In the reader forum letter on terrorists, how many of the September 11 terrorists does the letter say were Saudi citizens?

--- Supplied passage ---

Magazine article American Libraries

Reader Forum. (Opinion)

Magazine article American Libraries

Reader Forum. (Opinion)

Article excerpt

Terrorists Mischaracterized

Will Manley asserts that "the perpetrators of the great crimes of September 11 were Arab Americans" (Nov., p. 100). This statement is not correct. According to the November 5 Washington Post, the terrorists' citizenship is broken down as follows: 15 Saudis, two United Arab Emirates citizens, one Lebanese, and one Egyptian. Although the visa status of these persons differed, none can be considered to be an "Arab American."

It's important to bear in mind that the atrocities of September 11 were an attack on the United States by a foreign power; they were not, in any way, acts of domestic terrorism. That said, there is, as Manley observes, no excuse for singling out Americans of Middle Eastern descent as potential terrorists. One means of preventing the persecution of Arab Americans is to concentrate on keeping al Qaeda operatives out of this country. We may assume that this is one of the government's top priorities since September 11.


Information Gateways Consulting Goodview, Minnesota

Why Scold Librarians?

--- Data extract ---

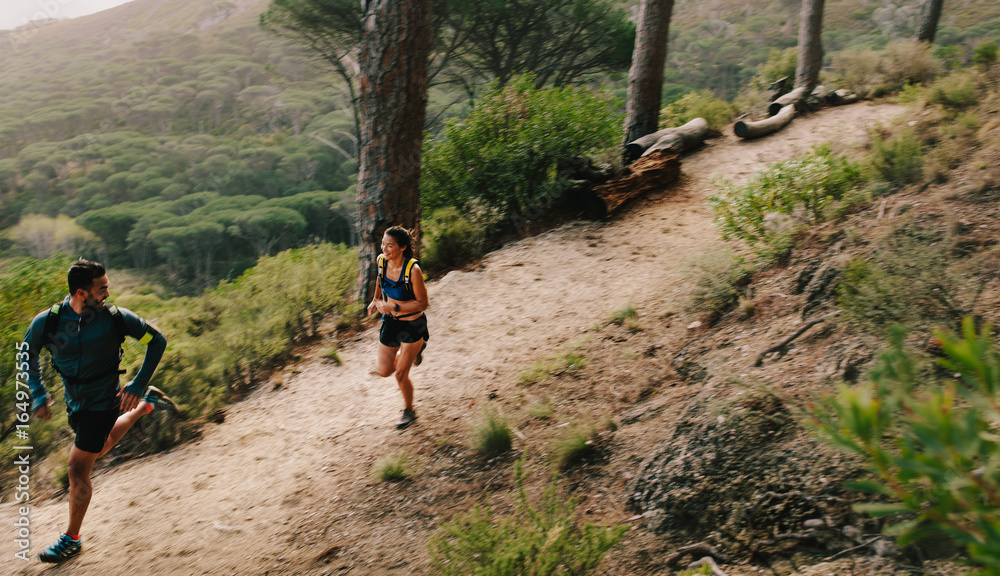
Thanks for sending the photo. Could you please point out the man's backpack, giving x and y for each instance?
(52, 324)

---

→ **Output**
Fifteen of them were Saudi citizens.